Oh Señor,
Recuerda no solo a los hombres y
mujeres
de buena voluntad, sino también a
los de mala voluntad.
Pero no recuerdes el sufrimiento que
infringieron sobre nosotros;
recuerda los frutos que hemos dado,
gracias a
este sufrimiento – nuestra camaradería,
nuestra lealtad, nuestra humildad,
nuestro coraje,
nuestra generosidad, la grandeza de
corazón
que ha crecido de todo esto, y
cuando
sean juzgados, deja que todos los
frutos
que hemos dado sean su perdón.
Este poema está citado en un libro sobre
las enseñanzas de los Padres de Desierto que estoy leyendo. El poema fue
encontrado al lado del cuerpo muerto de un niño en el campo de concentración de
mujeres en Ravensbrück, al norte de Alemania.
No cabe duda del reto que significa
para cualquier ser humano poder perdonar en estos términos: abriéndose a la
fortaleza y certeza de su corazón para ocuparse del vínculo con el resto de
quienes viven sus mismas circunstancias, como de sus captores. ¿Qué lo hace
posible? ¿Cómo alguien es capaz de entregarse de este modo?
Son muchas las reflexiones en torno
a esto, muy extensas para ser tratadas en este breve escrito, pero la más
importante, según siento, es la conciencia con la que se vive una situación. Probablemente
incluso algo más que consciencia: Presencia. El ya fallecido filósofo irlandés John
O´Donohue la define como lo que sucede cuando se está atento y comprometido con
todo lo que se está experimentando y con el otro. En su mirada, el foco de la
Presencia está en el vínculo, en lo que me ocurre y en lo que ocurre en el otro,
siendo capaces de comprender vivencialmente la naturaleza del encuentro.

= = =

- **DESAFÍOS**
- 1) Enumera los frutos del sufrimiento que el poema citado en el texto sobre el poema de Ravensbrück menciona después del guion.
- 2) Resume en dos oraciones el texto sobre el poema de Ravensbrück.

- **DATOS**

= = =

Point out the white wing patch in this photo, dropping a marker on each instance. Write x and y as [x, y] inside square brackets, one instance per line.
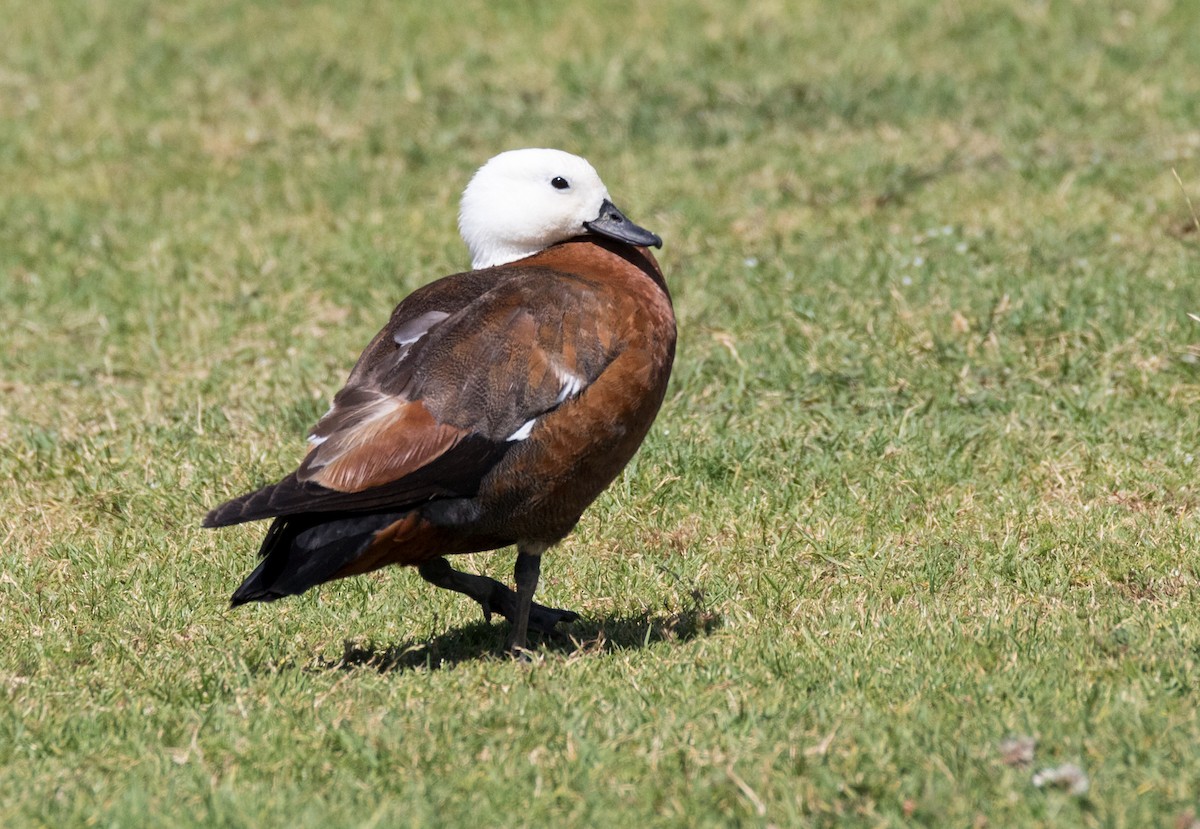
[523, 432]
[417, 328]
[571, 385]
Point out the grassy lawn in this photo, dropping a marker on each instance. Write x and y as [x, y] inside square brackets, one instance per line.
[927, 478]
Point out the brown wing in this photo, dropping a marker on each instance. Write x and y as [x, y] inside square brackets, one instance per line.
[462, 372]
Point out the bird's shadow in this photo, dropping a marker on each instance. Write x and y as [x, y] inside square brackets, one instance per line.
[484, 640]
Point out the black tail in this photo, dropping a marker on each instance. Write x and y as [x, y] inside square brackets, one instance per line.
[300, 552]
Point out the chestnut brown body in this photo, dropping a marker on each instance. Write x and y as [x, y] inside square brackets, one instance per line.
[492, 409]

= = =

- **RESPUESTAS**
- 1) Camaradería, lealtad, humildad, coraje, generosidad y la grandeza de corazón.

- 2) Un poema hallado junto al cuerpo muerto de un niño en el campo de concentración de mujeres de Ravensbrück pide al Señor que, cuando sean juzgados los de mala voluntad, los frutos nacidos del sufrimiento sean su perdón. Quien escribe siente que la reflexión más importante sobre cómo es posible perdonar así es la conciencia con que se vive una situación, o incluso la Presencia, que John O´Donohue define como estar atento y comprometido con todo lo que se experimenta y con el otro.